Als u zeer gevoelig bent voor dit probleem, stellen wij voor om vooral de slaapkamers te beschermen, omdat het de plaatsen zijn waar men een 1/3de van de tijd doorbrengt. In dat geval kunnen kabels van het type VMVB en biorupteurs gebruikt worden voor de elektrische circuits van deze kamers, en waarom dan ook niet voor de circuits van de badkamer.
Maar naast dit fenomeen zien wij veel meer problemen als gevolg van fouten in de elektrische installaties. Wij bevelen dan ook sterk aan om de installatie of mogelijke wijzigingen door een erkende vakman te laten uitvoeren. Wij leggen vooral de nadruk op de sanitaire installaties (in het bijzonder de badkamer) met de aangepaste installatie van differentieelschakelaars. Men dient ook te letten op een goede aarding en rekening te houden met de normen die van toepassing zijn voor de aarding van metalen structuren (radiatoren, buizen …).

GEGEVENSBLOK =>
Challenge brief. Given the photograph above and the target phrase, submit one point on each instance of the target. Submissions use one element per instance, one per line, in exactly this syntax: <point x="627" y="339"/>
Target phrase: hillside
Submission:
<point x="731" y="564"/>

LEERDOEL => Neem uit de tekst over elektrische installaties letterlijk alles over vanaf "Als u zeer gevoelig" tot en met "van de badkamer.".

UITGEWERKTE OPLOSSING =>
Als u zeer gevoelig bent voor dit probleem, stellen wij voor om vooral de slaapkamers te beschermen, omdat het de plaatsen zijn waar men een 1/3de van de tijd doorbrengt. In dat geval kunnen kabels van het type VMVB en biorupteurs gebruikt worden voor de elektrische circuits van deze kamers, en waarom dan ook niet voor de circuits van de badkamer.